▶ AUFGABENSTELLUNG
Zitieren Sie aus dem folgenden Text über das Lernen von Phrasemen die Passage von „Es folgen 600“ bis „Metalexem → Schwierige Lage.“ wortgetreu.

Dabei wurden auch die anderen didaktischen und linguistischen Aspekte nicht vergessen:
– | onomasiologische Zuordnung der Phraseme, |
– | kontextbezogene Vermittlung der Phraseme, |
– | effektive Abfolge der didaktischen Schritte, |
– | linguistische Merkmale der Phraseme, |
– | Muttersprache des Lerners, |
– | Lernautonomie und |
– | abwechslungsreiche Übungstypologie (vgl. Hallsteinsdóttir/Šajánková/Quasthoff 2006). |
Die Phraseme werden nach verschiedenen linguistischen Kriterien beschrieben: Angabe des Phrasems, Bedeutung, Grammatik, lexikalisches Umfeld, Stil, Pragmatik, Metalexeme, Äquivalente. Zu jedem Phrasem wird unter dem Beschreibungsparameter Textbeispiele die Verwendung des Phrasems im Kontext angegeben, vgl. Abbildung 1:
Abb. 1: Linguistische Beschreibung der Phraseme im deutschen Teil der EPHRAS-Datenbank (EPHRAS 2006)
Es folgen 600 interaktive Übungen zu den ausgewählten Phrasemen in den vier Sprachen, die je nach Sprachniveau des Europäischen Referenzrahmens für Sprachen differenziert werden: B1 bis B2, B2 bis C1, C1 bis C2.
Die so ausgewählten 95 Phraseme gehören zu 19 semantischen Feldern, d. h., bei jedem Oberbegriff werden fünf Phraseme gelernt, die semantisch zusammenhängen, z. B.: im Stich lassen → Metalexem → Schwierige Lage.
Abb. 2: Onomasiologische Anordnung und Struktur der Übungen in der EPHRAS-Datenbank (EPHRAS 2006)

▶ BEREITGESTELLTES MATERIAL
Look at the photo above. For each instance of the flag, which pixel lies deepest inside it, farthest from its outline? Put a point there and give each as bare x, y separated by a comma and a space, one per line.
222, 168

▶ VOLLSTÄNDIGE ANTWORT
Es folgen 600 interaktive Übungen zu den ausgewählten Phrasemen in den vier Sprachen, die je nach Sprachniveau des Europäischen Referenzrahmens für Sprachen differenziert werden: B1 bis B2, B2 bis C1, C1 bis C2.
Die so ausgewählten 95 Phraseme gehören zu 19 semantischen Feldern, d. h., bei jedem Oberbegriff werden fünf Phraseme gelernt, die semantisch zusammenhängen, z. B.: im Stich lassen → Metalexem → Schwierige Lage.